HOLT, Fla., May 15, 2023—On a quiet Saturday morning in Holt, Al Muller is sitting in a lawn chair, sipping a cup of coffee and watching the skies over his home, waiting.
Then, without fanfare, he sees it, popping up over the trees.
One of his racing pigeons has returned home from a long-distance race.
At that point, the serenity of the morning is broken as pigeon owners begin texting back and forth, checking race times against each other.
“Everybody’s on the phone checking to see which pigeon has the fastest time,” says Muller.
Muller is one of 19 members of the New Gulf Coast Racing Pigeon Club based in Pensacola that includes members from Holt, Crestview, DeFuniak Springs, Milton, Pensacola and Baldwin County, Ala. The clubhouse is in Pensacola and members meet on Saturday afternoons.
Racing pigeons since he was about 16 years old, Muller, 72, is enthusiastic about the sport.
“It’s fun,” he says.
Modern pigeon racing has its beginning in Belgium during the 19th century. Pigeon racing was first introduced to the United States about 1875 in Philadelphia with regular racing beginning around 1878.
Known by many names—homing, messenger, carrier—the racing pigeon is a more athletic bird than those found perched on park statues.
Owners liken their birds to thoroughbred racehorses.
“Pigeons are known as thoroughbreds of the sky. If horse racing is known as the sport of kings, pigeon racing is the sport of princes…or less,” Muller says with a smile.
However, in the “Kentucky Derby,” “Preakness” or “Belmont” of racing pigeons, birds can cost hundreds of thousands—even millions—of dollars.
Case in point: one 2-year-old racing pigeon named “New Kim” from Belgium sold in November 2020 for a record-breaking $1.9 million to an anonymous bidder in China. The hen will not race, but will be used for breeding.
Muller admits that spending $1.9 million for one bird “is a little nuts.”
While big-time pigeon racing is about large payoffs in the hundreds of thousands of dollars or more, locally, it’s more low key.
“It’s really more for fun,” says Muller. “We keep everything friendly.”
He says he tries to keep about 40 to 50 racing pigeons of various ages in the bird loft on his property. Lifespan is 15 to 20 or more years.
“Pigeons leave the nest at about four weeks and are banded at five days old,” he says. The band, made of plastic-coated aluminum, is unique to the bird, much like a social security number.
================================
• STATED EXERCISE 1: Render every line of the records below as a Markdown table with the columns Row and Entry, numbering each line and skipping blank lines. Leave the pictures out.

• DATASET:
================================
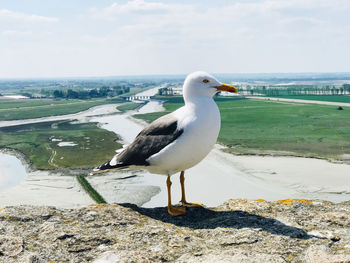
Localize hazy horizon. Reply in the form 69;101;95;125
0;0;350;79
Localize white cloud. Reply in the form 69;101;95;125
0;0;350;76
0;9;58;23
1;30;33;37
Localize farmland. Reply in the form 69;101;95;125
134;97;350;159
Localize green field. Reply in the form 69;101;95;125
268;95;350;103
0;121;121;169
134;97;350;159
0;98;124;121
117;103;145;112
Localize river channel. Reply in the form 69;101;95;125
0;88;350;207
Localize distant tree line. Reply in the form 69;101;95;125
================================
• STATED EXERCISE 2: In the pigeon racing article, in which city and around what year was pigeon racing first introduced to the United States?

• EXERCISE OUTPUT 1:
| Row | Entry |
|---|---|
| 1 | Localize hazy horizon. Reply in the form 69;101;95;125 |
| 2 | 0;0;350;79 |
| 3 | Localize white cloud. Reply in the form 69;101;95;125 |
| 4 | 0;0;350;76 |
| 5 | 0;9;58;23 |
| 6 | 1;30;33;37 |
| 7 | Localize farmland. Reply in the form 69;101;95;125 |
| 8 | 134;97;350;159 |
| 9 | Localize green field. Reply in the form 69;101;95;125 |
| 10 | 268;95;350;103 |
| 11 | 0;121;121;169 |
| 12 | 134;97;350;159 |
| 13 | 0;98;124;121 |
| 14 | 117;103;145;112 |
| 15 | Localize river channel. Reply in the form 69;101;95;125 |
| 16 | 0;88;350;207 |
| 17 | Localize distant tree line. Reply in the form 69;101;95;125 |

• EXERCISE OUTPUT 2: Philadelphia, about 1875.